Objective →
Update the records from the line containing "[locate] the river" through the end, swapping "green foliage" for "leafy vegetation" and keeping every other part the same.

[Saved data entries]
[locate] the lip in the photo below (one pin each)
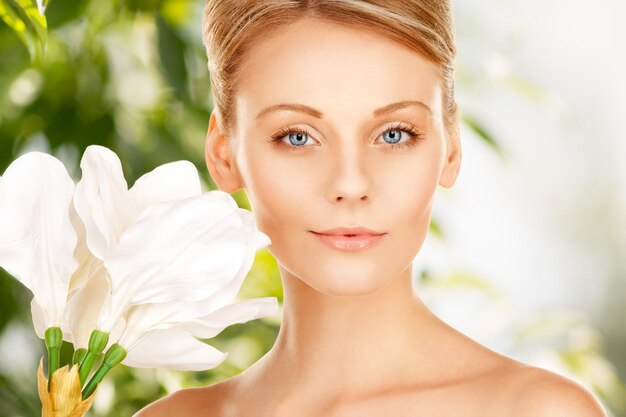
(349, 231)
(350, 243)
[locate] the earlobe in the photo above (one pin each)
(219, 158)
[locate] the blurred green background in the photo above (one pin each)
(131, 75)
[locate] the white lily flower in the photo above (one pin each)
(37, 238)
(176, 253)
(177, 348)
(107, 207)
(174, 258)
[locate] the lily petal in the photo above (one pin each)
(39, 319)
(83, 308)
(102, 200)
(197, 318)
(240, 312)
(182, 250)
(37, 239)
(173, 349)
(171, 181)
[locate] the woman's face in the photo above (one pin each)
(341, 84)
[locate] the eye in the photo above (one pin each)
(394, 135)
(296, 138)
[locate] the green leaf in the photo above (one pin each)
(28, 23)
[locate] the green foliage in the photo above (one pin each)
(28, 22)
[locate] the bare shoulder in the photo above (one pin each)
(538, 392)
(191, 402)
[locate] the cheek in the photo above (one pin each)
(277, 191)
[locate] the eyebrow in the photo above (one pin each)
(318, 114)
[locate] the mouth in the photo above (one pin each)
(349, 241)
(349, 232)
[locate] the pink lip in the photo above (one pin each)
(348, 231)
(356, 242)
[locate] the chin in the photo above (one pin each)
(344, 280)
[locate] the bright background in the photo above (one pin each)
(524, 251)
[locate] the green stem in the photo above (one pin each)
(113, 357)
(54, 340)
(97, 342)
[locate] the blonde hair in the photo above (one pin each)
(231, 27)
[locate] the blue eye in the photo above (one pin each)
(297, 137)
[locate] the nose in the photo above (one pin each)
(349, 177)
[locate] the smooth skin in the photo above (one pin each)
(355, 339)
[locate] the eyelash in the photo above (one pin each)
(414, 137)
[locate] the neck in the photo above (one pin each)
(346, 339)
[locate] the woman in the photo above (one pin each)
(338, 118)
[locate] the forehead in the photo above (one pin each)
(325, 64)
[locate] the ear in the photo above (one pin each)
(452, 164)
(219, 158)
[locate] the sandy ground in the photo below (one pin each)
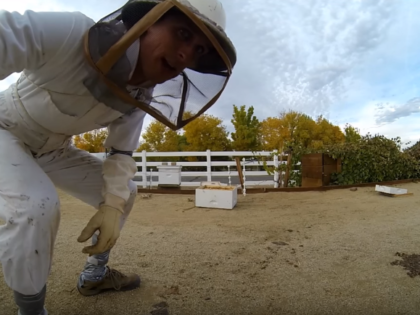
(336, 260)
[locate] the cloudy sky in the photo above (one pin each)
(353, 61)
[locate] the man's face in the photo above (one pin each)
(167, 48)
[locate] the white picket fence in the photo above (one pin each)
(250, 160)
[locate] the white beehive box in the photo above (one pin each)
(169, 175)
(216, 195)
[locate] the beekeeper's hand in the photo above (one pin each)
(107, 221)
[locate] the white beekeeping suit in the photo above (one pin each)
(73, 81)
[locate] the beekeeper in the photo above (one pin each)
(156, 57)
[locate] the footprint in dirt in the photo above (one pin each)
(411, 263)
(160, 309)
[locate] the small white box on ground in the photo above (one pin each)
(216, 196)
(169, 175)
(391, 190)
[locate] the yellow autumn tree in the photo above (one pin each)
(206, 133)
(159, 138)
(272, 134)
(92, 141)
(292, 128)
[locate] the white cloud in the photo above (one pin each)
(338, 58)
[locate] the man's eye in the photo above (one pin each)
(184, 34)
(201, 50)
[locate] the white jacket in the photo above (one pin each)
(49, 103)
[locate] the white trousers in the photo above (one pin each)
(30, 207)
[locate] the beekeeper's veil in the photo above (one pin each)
(109, 43)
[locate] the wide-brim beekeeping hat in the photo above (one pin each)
(194, 90)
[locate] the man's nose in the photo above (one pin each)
(186, 55)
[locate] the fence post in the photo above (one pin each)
(208, 165)
(276, 165)
(144, 168)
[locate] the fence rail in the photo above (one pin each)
(146, 176)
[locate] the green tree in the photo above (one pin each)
(247, 129)
(352, 134)
(206, 133)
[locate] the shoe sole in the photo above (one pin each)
(91, 292)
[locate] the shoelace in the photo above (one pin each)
(115, 277)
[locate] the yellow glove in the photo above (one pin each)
(107, 221)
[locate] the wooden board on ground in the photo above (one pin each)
(396, 195)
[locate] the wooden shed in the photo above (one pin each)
(317, 168)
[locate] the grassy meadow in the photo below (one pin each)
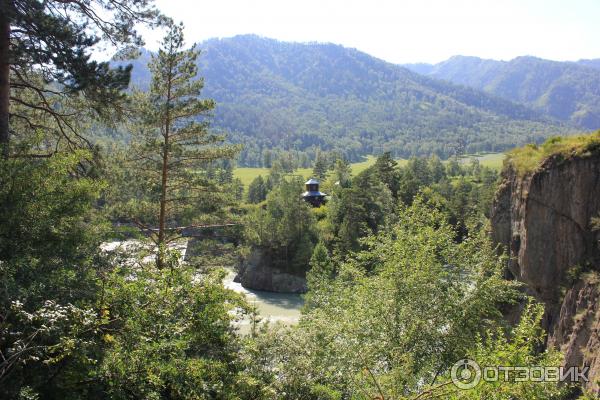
(247, 174)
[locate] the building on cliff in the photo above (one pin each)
(312, 195)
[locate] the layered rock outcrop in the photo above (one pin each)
(257, 272)
(543, 220)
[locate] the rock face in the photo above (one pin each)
(257, 273)
(543, 221)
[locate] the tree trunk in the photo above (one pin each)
(4, 79)
(163, 205)
(160, 261)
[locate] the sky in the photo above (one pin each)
(403, 31)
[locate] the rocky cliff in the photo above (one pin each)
(542, 218)
(257, 272)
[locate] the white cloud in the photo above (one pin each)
(404, 30)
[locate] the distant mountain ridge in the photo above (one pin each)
(297, 97)
(568, 91)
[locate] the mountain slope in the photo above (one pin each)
(272, 94)
(564, 90)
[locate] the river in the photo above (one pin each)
(272, 307)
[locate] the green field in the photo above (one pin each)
(247, 174)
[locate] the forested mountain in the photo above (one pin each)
(568, 91)
(298, 97)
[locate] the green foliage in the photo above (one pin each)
(257, 190)
(526, 159)
(320, 275)
(299, 98)
(170, 335)
(174, 156)
(564, 90)
(284, 227)
(357, 211)
(49, 236)
(399, 313)
(49, 61)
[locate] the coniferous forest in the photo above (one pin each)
(121, 220)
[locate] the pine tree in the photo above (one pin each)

Expected answer →
[locate] the river in the photo above (one pin each)
(272, 307)
[locate] the green field in the photo above (one pin each)
(247, 174)
[locate] the forested mountain in the photo above (one pin each)
(568, 91)
(298, 97)
[locate] the leafy vegetation in the photo above (one pin each)
(257, 190)
(526, 159)
(320, 275)
(299, 98)
(170, 335)
(174, 156)
(564, 90)
(284, 227)
(357, 211)
(49, 236)
(399, 313)
(49, 61)
[locate] the coniferous forest in the photo above (one pin each)
(121, 220)
[locate] the pine tree in the photo above (one pin each)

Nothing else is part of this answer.